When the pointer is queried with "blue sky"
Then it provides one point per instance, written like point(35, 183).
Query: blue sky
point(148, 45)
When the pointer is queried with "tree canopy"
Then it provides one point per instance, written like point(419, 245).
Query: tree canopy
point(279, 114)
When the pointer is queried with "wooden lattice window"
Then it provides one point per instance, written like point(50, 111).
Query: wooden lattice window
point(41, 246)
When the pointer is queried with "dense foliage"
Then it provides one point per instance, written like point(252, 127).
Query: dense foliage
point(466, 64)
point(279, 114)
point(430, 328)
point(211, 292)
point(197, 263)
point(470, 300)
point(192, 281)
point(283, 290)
★ ★ ★
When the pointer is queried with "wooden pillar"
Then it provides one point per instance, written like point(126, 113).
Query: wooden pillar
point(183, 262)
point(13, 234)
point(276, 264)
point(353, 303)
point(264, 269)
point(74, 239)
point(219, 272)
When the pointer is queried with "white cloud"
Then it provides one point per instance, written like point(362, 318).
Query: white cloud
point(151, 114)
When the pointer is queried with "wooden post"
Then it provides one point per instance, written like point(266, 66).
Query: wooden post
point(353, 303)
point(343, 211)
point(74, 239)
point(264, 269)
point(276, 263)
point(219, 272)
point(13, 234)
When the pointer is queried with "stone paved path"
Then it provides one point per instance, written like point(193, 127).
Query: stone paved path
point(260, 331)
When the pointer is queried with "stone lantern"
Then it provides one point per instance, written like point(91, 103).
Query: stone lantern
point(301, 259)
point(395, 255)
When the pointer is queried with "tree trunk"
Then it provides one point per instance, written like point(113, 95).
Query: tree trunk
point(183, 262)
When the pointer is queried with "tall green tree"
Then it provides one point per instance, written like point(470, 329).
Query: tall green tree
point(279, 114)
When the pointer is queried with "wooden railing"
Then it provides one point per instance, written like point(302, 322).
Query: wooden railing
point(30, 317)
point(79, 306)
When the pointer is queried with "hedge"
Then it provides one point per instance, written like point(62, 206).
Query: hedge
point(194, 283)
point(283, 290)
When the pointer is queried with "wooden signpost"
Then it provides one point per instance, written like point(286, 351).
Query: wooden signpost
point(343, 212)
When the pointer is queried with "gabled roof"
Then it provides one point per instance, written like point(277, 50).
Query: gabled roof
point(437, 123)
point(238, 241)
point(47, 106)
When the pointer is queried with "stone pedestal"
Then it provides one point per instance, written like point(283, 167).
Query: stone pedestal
★ ★ ★
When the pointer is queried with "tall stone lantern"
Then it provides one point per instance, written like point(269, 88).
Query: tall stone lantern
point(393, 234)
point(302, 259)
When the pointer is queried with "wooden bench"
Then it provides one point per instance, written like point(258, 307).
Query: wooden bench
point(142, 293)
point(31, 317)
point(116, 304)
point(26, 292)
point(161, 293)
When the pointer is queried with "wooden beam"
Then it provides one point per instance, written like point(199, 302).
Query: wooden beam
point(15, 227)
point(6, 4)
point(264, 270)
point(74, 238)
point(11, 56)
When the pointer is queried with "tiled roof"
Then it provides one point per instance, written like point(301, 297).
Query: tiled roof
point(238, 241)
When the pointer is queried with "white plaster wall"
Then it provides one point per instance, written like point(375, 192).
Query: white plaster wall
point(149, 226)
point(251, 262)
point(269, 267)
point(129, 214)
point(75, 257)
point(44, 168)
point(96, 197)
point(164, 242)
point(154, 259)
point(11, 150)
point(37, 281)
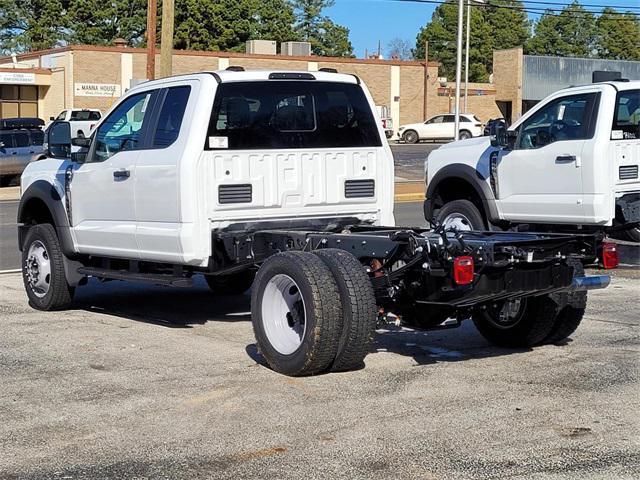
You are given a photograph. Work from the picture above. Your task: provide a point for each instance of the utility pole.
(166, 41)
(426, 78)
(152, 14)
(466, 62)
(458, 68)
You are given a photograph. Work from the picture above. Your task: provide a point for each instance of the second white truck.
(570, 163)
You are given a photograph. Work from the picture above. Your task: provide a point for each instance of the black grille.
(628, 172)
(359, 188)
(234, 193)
★ ★ ★
[INSTRUCTIONS FOR THE TASK]
If a line in the data holds the string "pedestal", copy that line.

[RESPONSE TO THIS EXERCISE]
When the pointer is queried with "stone pedestal"
Query: stone pedestal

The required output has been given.